## Requirement
Rewrite the lines from the start of the entries through the line containing "174L148 168L208 192L229", inclusive, putting "draw" in place of "trace" and changing nothing else.

--- Begin ---

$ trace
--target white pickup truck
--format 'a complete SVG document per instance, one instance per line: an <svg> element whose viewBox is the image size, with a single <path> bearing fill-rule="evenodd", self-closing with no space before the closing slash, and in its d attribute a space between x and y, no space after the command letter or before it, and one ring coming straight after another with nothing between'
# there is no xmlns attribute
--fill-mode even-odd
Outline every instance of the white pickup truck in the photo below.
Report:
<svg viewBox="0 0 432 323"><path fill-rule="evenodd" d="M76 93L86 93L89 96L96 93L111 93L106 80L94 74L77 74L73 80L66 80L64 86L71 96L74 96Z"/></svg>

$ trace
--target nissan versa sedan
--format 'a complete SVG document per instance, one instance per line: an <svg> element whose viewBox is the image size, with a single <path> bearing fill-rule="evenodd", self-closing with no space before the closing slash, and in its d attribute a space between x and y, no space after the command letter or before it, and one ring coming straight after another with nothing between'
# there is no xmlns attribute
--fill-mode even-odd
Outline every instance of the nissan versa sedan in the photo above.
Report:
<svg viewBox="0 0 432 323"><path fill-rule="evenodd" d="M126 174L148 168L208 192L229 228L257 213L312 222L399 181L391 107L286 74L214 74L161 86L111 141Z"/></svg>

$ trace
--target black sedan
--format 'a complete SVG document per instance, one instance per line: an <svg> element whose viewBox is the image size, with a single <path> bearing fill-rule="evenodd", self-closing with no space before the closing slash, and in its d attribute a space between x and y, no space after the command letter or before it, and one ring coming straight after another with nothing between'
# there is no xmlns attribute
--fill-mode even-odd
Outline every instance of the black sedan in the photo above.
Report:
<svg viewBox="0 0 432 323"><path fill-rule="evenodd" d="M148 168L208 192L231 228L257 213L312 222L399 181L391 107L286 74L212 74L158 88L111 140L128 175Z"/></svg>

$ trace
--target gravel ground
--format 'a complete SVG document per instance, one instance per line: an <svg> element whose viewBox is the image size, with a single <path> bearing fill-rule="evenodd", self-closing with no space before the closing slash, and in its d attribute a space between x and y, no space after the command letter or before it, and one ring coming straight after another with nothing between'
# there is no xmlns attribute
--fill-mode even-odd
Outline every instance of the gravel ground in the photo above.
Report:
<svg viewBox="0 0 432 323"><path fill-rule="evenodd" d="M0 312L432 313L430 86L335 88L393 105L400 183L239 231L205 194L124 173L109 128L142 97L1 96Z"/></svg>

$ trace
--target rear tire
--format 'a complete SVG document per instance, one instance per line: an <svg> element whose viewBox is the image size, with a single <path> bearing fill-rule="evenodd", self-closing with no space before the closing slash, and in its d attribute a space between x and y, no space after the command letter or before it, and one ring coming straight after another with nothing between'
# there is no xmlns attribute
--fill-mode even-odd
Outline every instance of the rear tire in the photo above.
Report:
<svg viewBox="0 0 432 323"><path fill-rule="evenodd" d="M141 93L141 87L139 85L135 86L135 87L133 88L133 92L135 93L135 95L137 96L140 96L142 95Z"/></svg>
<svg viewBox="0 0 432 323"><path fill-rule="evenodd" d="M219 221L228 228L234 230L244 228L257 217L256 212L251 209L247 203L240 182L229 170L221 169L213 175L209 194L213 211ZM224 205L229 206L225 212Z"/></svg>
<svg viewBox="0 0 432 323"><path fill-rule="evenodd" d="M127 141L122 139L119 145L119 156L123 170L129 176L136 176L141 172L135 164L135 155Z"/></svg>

--- End ---

## Worked answer
$ draw
--target white pickup truck
--format 'a complete SVG document per instance, one instance per line: an <svg> element whose viewBox is the image size, with a single <path> bearing fill-rule="evenodd", self-closing with no space before the closing slash, and in its d attribute a space between x and y, no space after the command letter or before it, and one ring coming straight after another with nothing between'
# there is no xmlns attribute
--fill-mode even-odd
Outline every instance of the white pickup truck in the photo below.
Report:
<svg viewBox="0 0 432 323"><path fill-rule="evenodd" d="M76 93L86 93L89 96L96 93L111 93L106 80L94 74L77 74L73 80L66 80L64 86L71 96L74 96Z"/></svg>

$ draw
--target nissan versa sedan
--format 'a complete SVG document per instance, one instance per line: an <svg> element whose viewBox is the image size, with a single <path> bearing fill-rule="evenodd", self-closing with no space before the closing slash, and in its d attribute a space between x and y, no space after the command letter or before it, and one ring coming straight after another with nothing between'
# there is no xmlns attribute
--fill-mode even-odd
Outline every instance of the nissan versa sedan in the photo above.
Report:
<svg viewBox="0 0 432 323"><path fill-rule="evenodd" d="M126 174L148 168L208 192L229 228L257 213L312 222L399 181L391 107L286 74L214 74L161 86L111 141Z"/></svg>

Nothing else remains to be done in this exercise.